§ **What the exercise asks**:
Turn the entries from the start through the line containing "pixel 150 307" into a numbered list, skipping blank lines and leaving out the pictures.

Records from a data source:
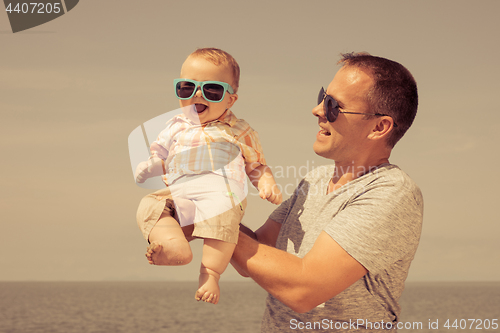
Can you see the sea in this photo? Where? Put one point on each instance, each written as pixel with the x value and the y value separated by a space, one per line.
pixel 150 307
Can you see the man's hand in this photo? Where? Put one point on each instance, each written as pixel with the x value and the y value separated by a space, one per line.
pixel 150 168
pixel 270 192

§ **Finished answer**:
1. Can you see the sea in this photo? Where? Put one point on each instance, each written as pixel with the x value and the y value separated by a space, one per line.
2. pixel 150 307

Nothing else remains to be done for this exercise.